Задания:
[1] Ответьте на вопросы по тексту о войне в литературе и искусстве:
(a) Кто, согласно тексту, был главным героем Победы в войне с фашизмом?
(b) Где, по тексту, проявлялся массовый героизм советских людей?
(c) В какой поэме и какого автора, по словам текста, раскрывается тема подвига советского солдата?
[2] Перепишите без изменений отрывок из текста о войне в литературе и искусстве: от слов «Героический подвиг советского» до слов «объективное ее прочтение.».

Текст для чтения:

* * * * * * * * *

Насыщенные пафосом гигантской борьбы события военных лет запечатлены в произведениях исторической и художественной литературы, кино, изобразительного искусства, театра, им посвящены величественные ансамбли монументальной скульптуры. При всем многообразии видов, профилей и жанров, различии масштабности и объективной ценности этих произведений, все они вносят свой вклад в увековечение великого подвига советского народа.
Главное содержание минувшей войны глубоко и ярко отражено в нашей литературе и искусстве. В них убедительно показана великая эпопея народной борьбы против фашизма, раскрыты ее исторические уроки, дан анализ огромного значения Победы для судеб всего человечества.
Героический подвиг советского народа в Великой Отечественной войне — тема многих талантливых произведений, и эта тема продолжает успешно разрабатываться, обогащая и развивая все то непреходящее, сильное и прекрасное, что уже сделано в различных сферах духовной культуры, являясь неисчерпаемым источником вдохновения.
Перед всеми, кто стремится постигнуть глубинные истины суровых военных лет, открываются по-настоящему необозримые просторы для творчества, несущего читателям живое общение с героикой прошлого и познание новых его граней. Конечно, все это обязывает ко многому. Летописцы великой антифашистской войны, историки, мемуаристы, писатели, обращающиеся к этой трагической и во многом поучительной главе истории, ответственны перед обществом за объективное ее прочтение.
Важнейшей особенностью событий минувшей войны, требующей дальнейшего глубокого раскрытия, было такое ее замечательное явление, как массовый героизм советских людей. Этот героизм проявлялся на фронтах войны, в тылу страны на трудовых вахтах, в оккупированных врагом районах, где население не было духовно сломлено насилием завоевателей и всеми ужасами фашистского «нового порядка». Эта проблема продолжает волновать и привлекать внимание исследователей и писателей.
Как ни многогранны факторы, обеспечившие нашу Победу в войне с фашизмом, несомненно, что ее главным героем был советский солдат. Именно он был центральной исторической фигурой вооруженной борьбы на фронтах. Не случайно Маршал Советского Союза Г. К. Жуков, завершая свои мемуары, написал: «Я посвятил свою книгу советскому солдату. Его волей, его несгибаемым духом, его кровью добыта победа над сильным врагом. Советский солдат умел смело смотреть в глаза смертельной опасности, проявив при этом боевую доблесть и героизм. Нет границ величию его подвига во имя Родины».55
Подвиг советского солдата в Освободительной войне 1941-1945 гг. — тема неисчерпаемая. С неповторимым своеобразием и покоряющей силой подлинного таланта раскрывается она в поэме А. Твардовского «Василий Теркин».

* * * * * * * * *

Фрагменты набора данных с разметкой местоположения
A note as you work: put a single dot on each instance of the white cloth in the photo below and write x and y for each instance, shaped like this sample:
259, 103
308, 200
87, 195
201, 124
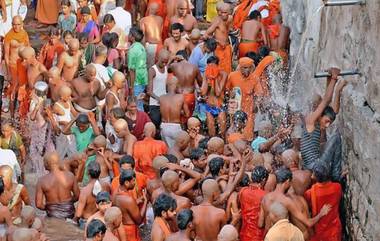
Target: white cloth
159, 85
122, 18
8, 157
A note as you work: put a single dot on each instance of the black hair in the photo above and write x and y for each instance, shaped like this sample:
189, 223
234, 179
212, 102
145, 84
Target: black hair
254, 15
215, 165
321, 172
182, 53
196, 153
126, 175
176, 26
330, 113
94, 170
103, 197
213, 60
211, 44
254, 56
259, 174
108, 18
283, 174
184, 217
171, 158
82, 119
94, 228
137, 34
127, 159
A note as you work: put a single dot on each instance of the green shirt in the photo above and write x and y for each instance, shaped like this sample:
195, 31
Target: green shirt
137, 62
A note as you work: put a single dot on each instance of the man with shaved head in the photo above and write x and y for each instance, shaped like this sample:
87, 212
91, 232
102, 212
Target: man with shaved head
157, 76
151, 26
146, 150
56, 191
183, 17
171, 106
69, 61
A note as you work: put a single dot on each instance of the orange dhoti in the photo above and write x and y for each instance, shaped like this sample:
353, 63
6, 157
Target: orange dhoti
132, 232
225, 57
248, 46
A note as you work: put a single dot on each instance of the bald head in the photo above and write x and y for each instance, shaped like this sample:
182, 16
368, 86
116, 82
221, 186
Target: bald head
159, 162
228, 233
149, 130
209, 188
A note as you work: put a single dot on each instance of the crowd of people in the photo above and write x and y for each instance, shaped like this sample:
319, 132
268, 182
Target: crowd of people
159, 114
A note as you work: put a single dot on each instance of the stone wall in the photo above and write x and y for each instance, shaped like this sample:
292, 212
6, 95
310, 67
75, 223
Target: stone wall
346, 37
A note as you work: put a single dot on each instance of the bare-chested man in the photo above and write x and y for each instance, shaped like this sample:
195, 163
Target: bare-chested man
132, 214
87, 198
220, 28
175, 43
171, 106
69, 61
85, 89
189, 80
183, 17
56, 191
151, 26
284, 177
253, 34
14, 194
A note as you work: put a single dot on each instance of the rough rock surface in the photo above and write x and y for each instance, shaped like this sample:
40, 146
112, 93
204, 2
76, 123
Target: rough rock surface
347, 37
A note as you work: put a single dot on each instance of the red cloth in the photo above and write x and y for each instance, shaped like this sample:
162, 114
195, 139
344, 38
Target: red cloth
329, 227
250, 201
144, 152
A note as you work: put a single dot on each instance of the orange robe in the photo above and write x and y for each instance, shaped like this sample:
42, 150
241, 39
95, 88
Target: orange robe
249, 87
329, 227
262, 75
225, 57
144, 152
47, 11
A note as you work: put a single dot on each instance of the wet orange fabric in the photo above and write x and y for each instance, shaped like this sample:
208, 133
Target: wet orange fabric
144, 152
225, 57
249, 86
329, 227
241, 13
47, 11
245, 47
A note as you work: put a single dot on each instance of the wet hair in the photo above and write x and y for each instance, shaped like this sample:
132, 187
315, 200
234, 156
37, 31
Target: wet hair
126, 175
259, 174
118, 113
254, 56
108, 18
203, 143
211, 44
94, 228
137, 34
103, 197
163, 203
182, 53
176, 26
1, 185
82, 119
171, 158
321, 172
215, 165
254, 15
184, 217
283, 174
213, 60
196, 153
127, 159
264, 51
330, 113
94, 170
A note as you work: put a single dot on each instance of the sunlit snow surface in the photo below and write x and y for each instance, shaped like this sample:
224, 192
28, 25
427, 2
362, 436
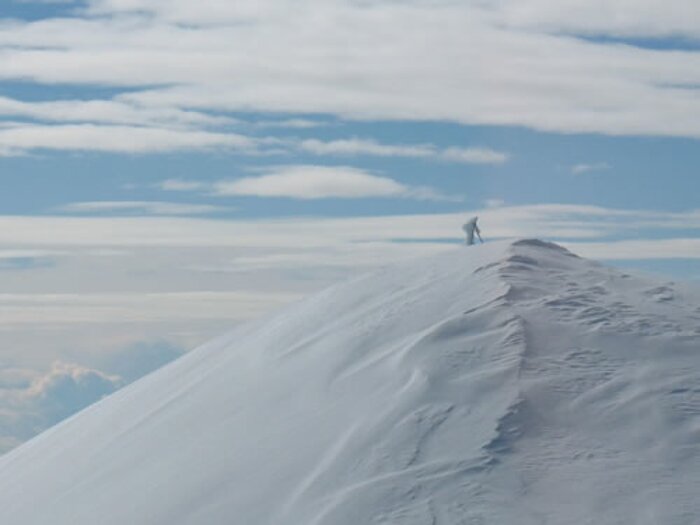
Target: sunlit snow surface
505, 383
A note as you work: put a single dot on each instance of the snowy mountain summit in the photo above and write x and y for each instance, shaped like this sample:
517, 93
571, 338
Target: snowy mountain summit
505, 383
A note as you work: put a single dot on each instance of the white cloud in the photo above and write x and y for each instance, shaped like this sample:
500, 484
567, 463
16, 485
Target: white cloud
182, 185
494, 203
495, 63
115, 139
357, 146
141, 207
579, 169
292, 123
33, 400
474, 155
321, 182
544, 220
622, 18
107, 112
680, 248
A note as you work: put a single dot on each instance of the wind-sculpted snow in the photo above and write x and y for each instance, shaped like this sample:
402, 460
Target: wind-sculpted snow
503, 383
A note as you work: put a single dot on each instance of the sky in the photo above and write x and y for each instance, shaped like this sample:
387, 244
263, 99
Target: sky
170, 169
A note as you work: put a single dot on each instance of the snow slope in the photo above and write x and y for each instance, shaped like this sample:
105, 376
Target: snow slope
510, 382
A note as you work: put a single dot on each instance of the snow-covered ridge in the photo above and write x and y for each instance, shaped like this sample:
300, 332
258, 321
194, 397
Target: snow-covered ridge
511, 382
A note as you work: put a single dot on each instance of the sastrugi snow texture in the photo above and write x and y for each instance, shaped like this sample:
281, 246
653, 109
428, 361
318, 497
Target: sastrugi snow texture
510, 382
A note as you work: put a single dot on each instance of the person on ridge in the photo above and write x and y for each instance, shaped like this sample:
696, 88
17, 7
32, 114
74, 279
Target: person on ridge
470, 228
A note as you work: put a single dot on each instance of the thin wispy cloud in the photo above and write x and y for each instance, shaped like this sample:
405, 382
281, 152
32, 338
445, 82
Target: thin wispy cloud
546, 79
116, 139
141, 208
356, 147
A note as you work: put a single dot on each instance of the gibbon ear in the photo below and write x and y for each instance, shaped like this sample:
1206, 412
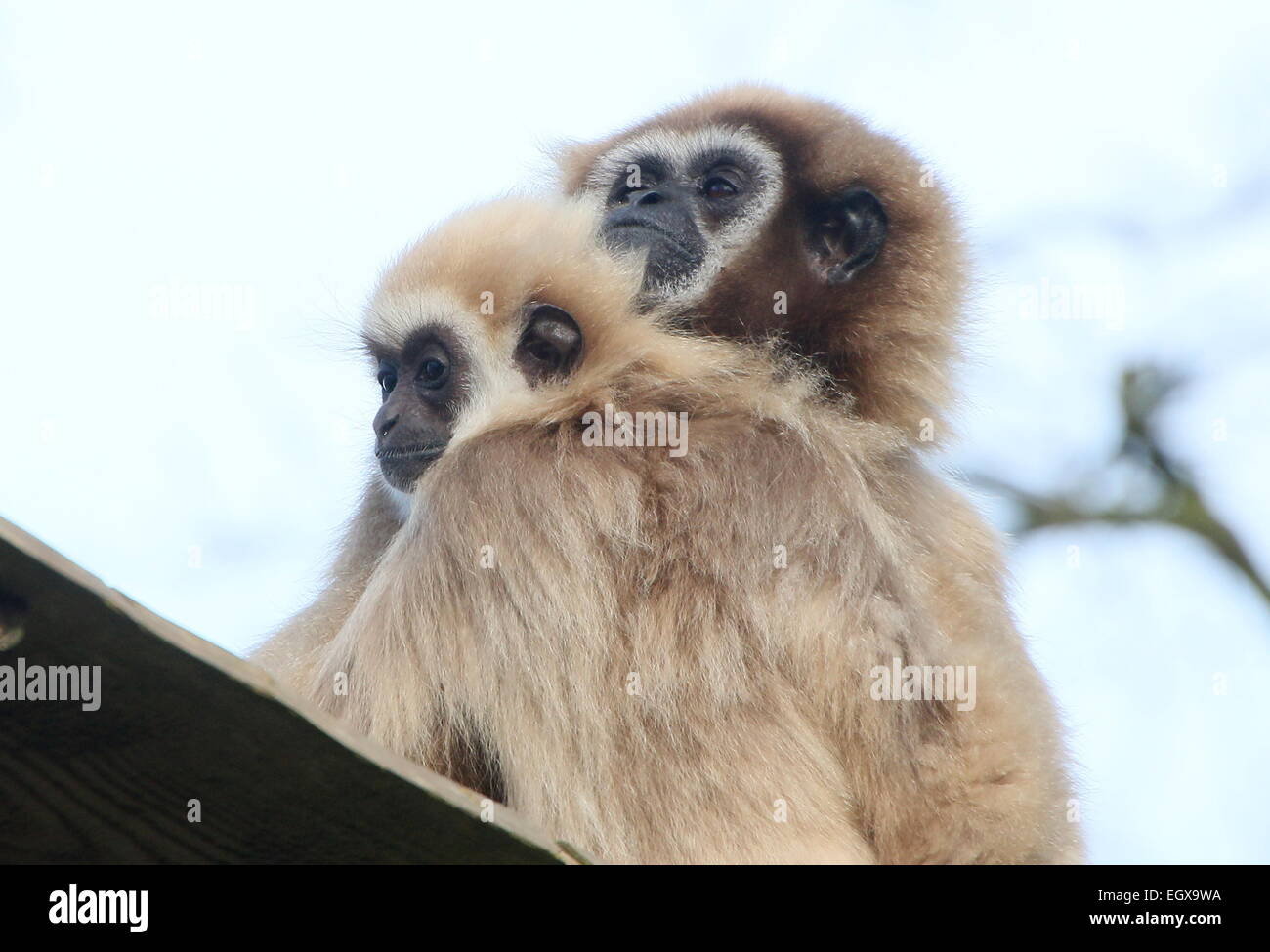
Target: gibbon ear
847, 233
550, 346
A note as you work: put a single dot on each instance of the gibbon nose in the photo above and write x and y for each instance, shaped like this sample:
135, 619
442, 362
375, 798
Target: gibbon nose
384, 422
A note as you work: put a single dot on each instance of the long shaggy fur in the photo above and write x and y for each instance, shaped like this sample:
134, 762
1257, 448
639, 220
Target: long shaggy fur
604, 638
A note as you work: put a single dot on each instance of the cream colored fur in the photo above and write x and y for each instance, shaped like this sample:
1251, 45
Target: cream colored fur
634, 671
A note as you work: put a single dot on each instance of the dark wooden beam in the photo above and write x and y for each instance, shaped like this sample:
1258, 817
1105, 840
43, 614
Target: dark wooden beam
277, 781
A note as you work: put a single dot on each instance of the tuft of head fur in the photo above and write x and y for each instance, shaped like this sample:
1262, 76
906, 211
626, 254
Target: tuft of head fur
889, 337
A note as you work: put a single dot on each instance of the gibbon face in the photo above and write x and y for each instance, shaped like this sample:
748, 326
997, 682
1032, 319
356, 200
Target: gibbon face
770, 215
482, 312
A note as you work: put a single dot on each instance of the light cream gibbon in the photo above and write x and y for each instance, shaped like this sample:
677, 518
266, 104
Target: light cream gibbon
663, 654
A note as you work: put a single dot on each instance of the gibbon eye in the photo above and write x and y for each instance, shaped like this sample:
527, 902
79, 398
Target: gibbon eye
718, 186
388, 380
433, 372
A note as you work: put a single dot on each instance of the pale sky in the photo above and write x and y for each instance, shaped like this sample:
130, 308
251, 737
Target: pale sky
197, 198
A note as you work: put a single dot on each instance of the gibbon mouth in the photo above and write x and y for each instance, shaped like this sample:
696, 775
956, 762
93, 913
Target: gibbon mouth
648, 233
423, 451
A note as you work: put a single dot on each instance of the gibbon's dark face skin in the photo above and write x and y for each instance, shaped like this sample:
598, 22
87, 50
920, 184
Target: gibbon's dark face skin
655, 210
426, 382
678, 217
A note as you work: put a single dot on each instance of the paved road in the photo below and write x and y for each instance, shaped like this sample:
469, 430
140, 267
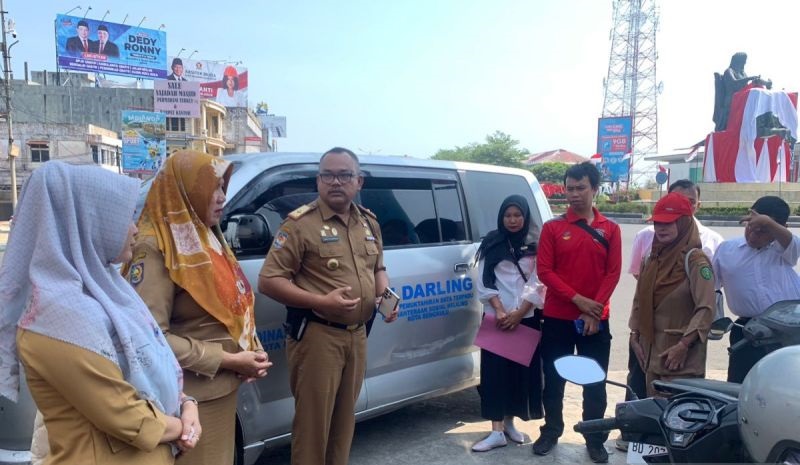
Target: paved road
441, 431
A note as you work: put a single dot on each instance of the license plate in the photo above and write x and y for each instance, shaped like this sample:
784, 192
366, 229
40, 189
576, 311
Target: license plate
637, 451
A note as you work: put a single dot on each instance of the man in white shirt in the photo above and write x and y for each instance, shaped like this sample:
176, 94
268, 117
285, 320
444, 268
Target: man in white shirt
642, 243
755, 271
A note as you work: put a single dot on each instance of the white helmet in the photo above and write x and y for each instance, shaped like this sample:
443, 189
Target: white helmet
769, 406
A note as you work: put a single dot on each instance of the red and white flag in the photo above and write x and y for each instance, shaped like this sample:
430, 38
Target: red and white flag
693, 154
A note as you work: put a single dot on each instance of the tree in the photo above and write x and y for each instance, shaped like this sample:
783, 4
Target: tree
551, 171
499, 149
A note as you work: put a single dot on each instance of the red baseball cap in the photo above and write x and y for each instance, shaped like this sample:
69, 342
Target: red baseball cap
670, 208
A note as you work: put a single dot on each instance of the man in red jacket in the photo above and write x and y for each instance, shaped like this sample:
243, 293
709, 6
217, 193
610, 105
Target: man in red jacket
579, 260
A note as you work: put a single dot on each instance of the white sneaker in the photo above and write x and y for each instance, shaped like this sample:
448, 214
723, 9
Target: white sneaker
512, 432
493, 440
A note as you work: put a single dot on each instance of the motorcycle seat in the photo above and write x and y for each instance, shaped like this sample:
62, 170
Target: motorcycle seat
723, 387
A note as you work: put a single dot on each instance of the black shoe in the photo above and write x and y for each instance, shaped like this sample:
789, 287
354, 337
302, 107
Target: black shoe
597, 453
544, 444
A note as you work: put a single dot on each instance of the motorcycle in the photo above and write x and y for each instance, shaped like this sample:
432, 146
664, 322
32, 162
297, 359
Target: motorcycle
709, 421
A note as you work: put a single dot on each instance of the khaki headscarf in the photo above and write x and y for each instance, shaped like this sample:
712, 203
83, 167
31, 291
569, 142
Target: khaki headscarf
664, 271
173, 214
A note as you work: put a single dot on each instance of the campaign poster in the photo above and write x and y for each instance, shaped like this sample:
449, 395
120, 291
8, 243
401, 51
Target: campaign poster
614, 145
84, 44
177, 99
144, 143
224, 83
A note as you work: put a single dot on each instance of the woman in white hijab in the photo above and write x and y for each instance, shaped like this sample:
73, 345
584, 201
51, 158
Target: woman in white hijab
98, 367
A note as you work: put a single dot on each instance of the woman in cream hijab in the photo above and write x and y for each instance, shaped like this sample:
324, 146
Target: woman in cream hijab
193, 285
96, 364
674, 301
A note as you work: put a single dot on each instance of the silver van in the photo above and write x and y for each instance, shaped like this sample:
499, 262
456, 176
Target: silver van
432, 216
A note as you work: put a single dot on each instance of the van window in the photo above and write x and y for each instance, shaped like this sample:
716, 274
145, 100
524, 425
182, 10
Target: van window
415, 211
487, 191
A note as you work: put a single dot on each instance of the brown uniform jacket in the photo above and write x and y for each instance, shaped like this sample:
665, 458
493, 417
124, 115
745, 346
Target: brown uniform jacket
93, 416
197, 338
688, 308
319, 253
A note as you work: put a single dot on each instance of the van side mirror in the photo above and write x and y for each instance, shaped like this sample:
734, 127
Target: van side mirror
719, 328
580, 370
248, 234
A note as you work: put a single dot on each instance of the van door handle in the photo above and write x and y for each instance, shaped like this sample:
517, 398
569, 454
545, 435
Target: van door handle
461, 267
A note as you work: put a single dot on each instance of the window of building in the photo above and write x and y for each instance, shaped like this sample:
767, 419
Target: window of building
40, 153
176, 124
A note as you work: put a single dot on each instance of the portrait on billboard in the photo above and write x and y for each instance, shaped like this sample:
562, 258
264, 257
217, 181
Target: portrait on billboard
84, 44
224, 83
177, 70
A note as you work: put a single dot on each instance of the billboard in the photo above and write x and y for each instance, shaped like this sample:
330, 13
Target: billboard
224, 83
177, 99
614, 145
84, 44
144, 145
275, 124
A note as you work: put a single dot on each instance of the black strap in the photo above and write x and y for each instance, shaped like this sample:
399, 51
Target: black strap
581, 223
516, 262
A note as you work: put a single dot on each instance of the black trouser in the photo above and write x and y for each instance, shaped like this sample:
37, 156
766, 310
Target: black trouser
559, 338
636, 377
743, 359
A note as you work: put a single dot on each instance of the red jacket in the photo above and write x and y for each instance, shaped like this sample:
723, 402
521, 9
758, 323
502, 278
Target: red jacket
570, 261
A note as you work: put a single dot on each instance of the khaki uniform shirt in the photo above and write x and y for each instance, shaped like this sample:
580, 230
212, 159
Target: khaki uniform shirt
316, 250
197, 338
688, 308
94, 416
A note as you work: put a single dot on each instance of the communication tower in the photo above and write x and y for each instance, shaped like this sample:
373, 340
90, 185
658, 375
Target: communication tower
631, 87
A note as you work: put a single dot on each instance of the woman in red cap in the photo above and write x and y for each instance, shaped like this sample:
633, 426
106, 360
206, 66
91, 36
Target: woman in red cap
674, 302
228, 94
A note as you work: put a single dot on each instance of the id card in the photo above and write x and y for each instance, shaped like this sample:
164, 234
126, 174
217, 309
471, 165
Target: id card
389, 302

* * * * * * * * *

Ответы к заданиям:
[1]
(a) Советский солдат.
(b) На фронтах войны, в тылу страны на трудовых вахтах и в оккупированных врагом районах.
(c) В поэме А. Твардовского «Василий Теркин».

[2]
Героический подвиг советского народа в Великой Отечественной войне — тема многих талантливых произведений, и эта тема продолжает успешно разрабатываться, обогащая и развивая все то непреходящее, сильное и прекрасное, что уже сделано в различных сферах духовной культуры, являясь неисчерпаемым источником вдохновения.
Перед всеми, кто стремится постигнуть глубинные истины суровых военных лет, открываются по-настоящему необозримые просторы для творчества, несущего читателям живое общение с героикой прошлого и познание новых его граней. Конечно, все это обязывает ко многому. Летописцы великой антифашистской войны, историки, мемуаристы, писатели, обращающиеся к этой трагической и во многом поучительной главе истории, ответственны перед обществом за объективное ее прочтение.